■ YOUR INSTRUCTIONS ■
Make an exact copy of the records below, excluding images.

■ PROVIDED RECORDS ■

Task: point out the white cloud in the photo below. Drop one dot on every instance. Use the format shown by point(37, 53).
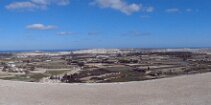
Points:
point(189, 10)
point(40, 27)
point(35, 4)
point(22, 5)
point(172, 10)
point(119, 5)
point(149, 9)
point(66, 33)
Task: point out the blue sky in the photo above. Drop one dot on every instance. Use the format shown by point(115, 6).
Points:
point(76, 24)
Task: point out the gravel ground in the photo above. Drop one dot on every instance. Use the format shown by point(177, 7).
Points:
point(183, 90)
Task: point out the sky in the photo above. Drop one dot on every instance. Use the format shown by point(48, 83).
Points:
point(78, 24)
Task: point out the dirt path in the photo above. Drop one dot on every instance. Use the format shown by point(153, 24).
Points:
point(183, 90)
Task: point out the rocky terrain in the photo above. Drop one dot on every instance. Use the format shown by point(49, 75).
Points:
point(181, 90)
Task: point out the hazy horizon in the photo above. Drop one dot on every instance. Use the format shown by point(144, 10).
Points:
point(77, 24)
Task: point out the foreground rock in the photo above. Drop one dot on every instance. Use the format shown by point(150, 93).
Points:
point(184, 90)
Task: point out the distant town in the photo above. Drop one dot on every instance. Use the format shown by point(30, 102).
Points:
point(103, 65)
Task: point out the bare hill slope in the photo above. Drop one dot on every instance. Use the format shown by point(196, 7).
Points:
point(183, 90)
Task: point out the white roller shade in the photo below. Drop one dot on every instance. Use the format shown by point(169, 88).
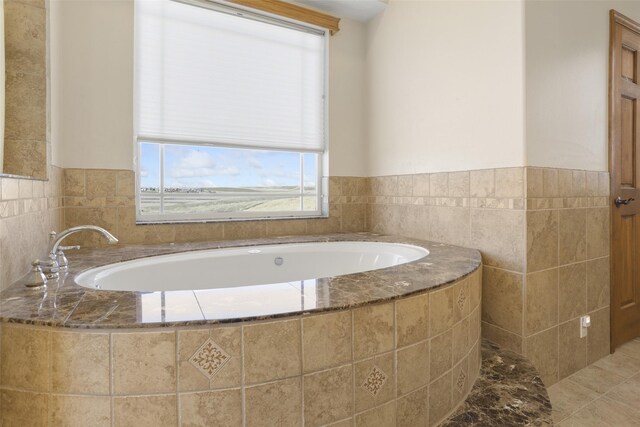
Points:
point(210, 76)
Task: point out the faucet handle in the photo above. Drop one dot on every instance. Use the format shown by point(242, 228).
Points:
point(63, 262)
point(38, 278)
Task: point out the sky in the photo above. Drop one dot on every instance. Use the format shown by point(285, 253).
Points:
point(203, 166)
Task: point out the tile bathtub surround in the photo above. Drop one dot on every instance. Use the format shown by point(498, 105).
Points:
point(71, 306)
point(29, 210)
point(543, 234)
point(249, 373)
point(106, 198)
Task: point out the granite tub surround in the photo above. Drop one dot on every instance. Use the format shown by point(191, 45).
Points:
point(508, 392)
point(66, 304)
point(106, 198)
point(408, 357)
point(543, 234)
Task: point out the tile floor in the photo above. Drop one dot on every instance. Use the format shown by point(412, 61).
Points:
point(606, 393)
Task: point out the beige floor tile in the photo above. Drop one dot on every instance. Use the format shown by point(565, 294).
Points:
point(597, 379)
point(628, 392)
point(605, 412)
point(632, 349)
point(620, 364)
point(568, 397)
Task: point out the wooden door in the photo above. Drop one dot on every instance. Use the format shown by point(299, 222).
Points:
point(624, 163)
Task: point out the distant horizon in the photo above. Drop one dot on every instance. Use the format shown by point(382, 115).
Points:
point(209, 167)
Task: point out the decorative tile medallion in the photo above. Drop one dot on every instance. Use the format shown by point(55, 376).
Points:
point(209, 358)
point(375, 380)
point(462, 299)
point(462, 378)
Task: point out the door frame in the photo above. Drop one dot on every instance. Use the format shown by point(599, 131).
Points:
point(614, 115)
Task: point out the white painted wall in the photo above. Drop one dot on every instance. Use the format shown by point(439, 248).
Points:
point(92, 83)
point(1, 84)
point(445, 86)
point(92, 87)
point(567, 68)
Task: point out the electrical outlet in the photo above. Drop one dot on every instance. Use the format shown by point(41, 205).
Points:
point(585, 322)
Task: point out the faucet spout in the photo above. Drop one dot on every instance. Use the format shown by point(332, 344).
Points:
point(64, 234)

■ RESPONSE ■
Task: point out the white cloud in the photo below. Drop one dot on every instance. Use the format shown by point(37, 53).
Points:
point(189, 10)
point(40, 27)
point(35, 4)
point(22, 5)
point(172, 10)
point(119, 5)
point(149, 9)
point(66, 33)
Task: point out the blue sky in the photo above. Drop one dot on every instance. Use the format shown by point(115, 6).
Points:
point(76, 24)
Task: point out the gravel ground in the photo above. Drop one dot on every instance. Use the format shown by point(177, 7).
Points:
point(183, 90)
Task: point out the sky in the photo above. Drop one dot on every instance. Use the format shown by point(48, 83).
Points:
point(78, 24)
Task: point out the dirt path in the photo above. Drop one dot on every instance. Use the format shown by point(153, 24).
Points:
point(183, 90)
Task: point out the rocky terrain in the photo above. Drop one dot on every instance. Use the format shown by point(49, 75).
Points:
point(181, 90)
Task: point out the hazy horizon in the photo above. Drop one dot on every instance. Use the format shown by point(144, 10).
Points:
point(77, 24)
Task: point out the foreground rock in the photo above. Drop one dot on every instance. Use the format shown by point(150, 93).
Points:
point(184, 90)
Task: point out the distant town in the photo above. Drop one dot on every instance. Use the format shown by point(30, 102).
Points:
point(103, 65)
Task: point out the bare hill slope in the photo above. Drop one dot on every instance. Use the format shown by point(196, 7).
Points:
point(183, 90)
Task: point out the white roller shade in the photo below. Drop one dot on every instance. Use the format shown by point(169, 88).
Points:
point(210, 76)
Task: point out the faucet handle in the photo above. Drop one dot on every instance. Use the format shown by point(242, 228).
Points:
point(63, 262)
point(38, 278)
Task: point out the sky in the photo above. Drop one dot on every instance. Use the format shown by point(285, 253).
Points:
point(203, 166)
Task: point out the tile bathtub surround in the photo above. Drop one dot on every instance. Use the format shown by point(498, 105).
Points:
point(71, 306)
point(29, 210)
point(543, 234)
point(249, 373)
point(106, 198)
Task: point out the granite tub surround in the photo above. Drop one dot on every instance. Use the format shown by point(191, 45).
Points:
point(508, 392)
point(66, 304)
point(106, 198)
point(408, 357)
point(543, 234)
Task: point out the tile floor in the photo above. Drop one dot on every instance. Use the format shown by point(412, 61).
Points:
point(606, 393)
Task: point out the beige floor tile in the photo above. Drop one dot on every instance. Use the format shown by point(565, 294).
Points:
point(597, 379)
point(628, 392)
point(605, 412)
point(632, 349)
point(620, 364)
point(568, 397)
Task: point out the wooden door in the photo above. Drop one dot on every instance. Use the format shown by point(299, 222).
Points:
point(624, 163)
Task: point out the distant horizon in the photo above. Drop one dot on every instance. Use the format shown by point(382, 115).
Points:
point(209, 167)
Task: point out the decorative tile medallion in the photo above. Drop one dot on every instance. Use the format shown by point(55, 376).
Points:
point(209, 358)
point(375, 380)
point(462, 299)
point(462, 378)
Task: point out the door frame in the photo above. Drop one dot on every instance. Use the format shown by point(599, 131).
Points:
point(614, 115)
Task: point out the white painted wall in the photo above. Drop one dot on every instance. Use the format shown by point(439, 248).
Points:
point(92, 83)
point(1, 84)
point(445, 86)
point(92, 87)
point(567, 68)
Task: point out the electrical outlet in the photo above. Drop one dot on every instance. Use the format shown by point(41, 205).
Points:
point(585, 322)
Task: point out the faucet spout in the photo above. Drop one dot on every instance. Use the format shown by point(332, 344).
Points:
point(64, 234)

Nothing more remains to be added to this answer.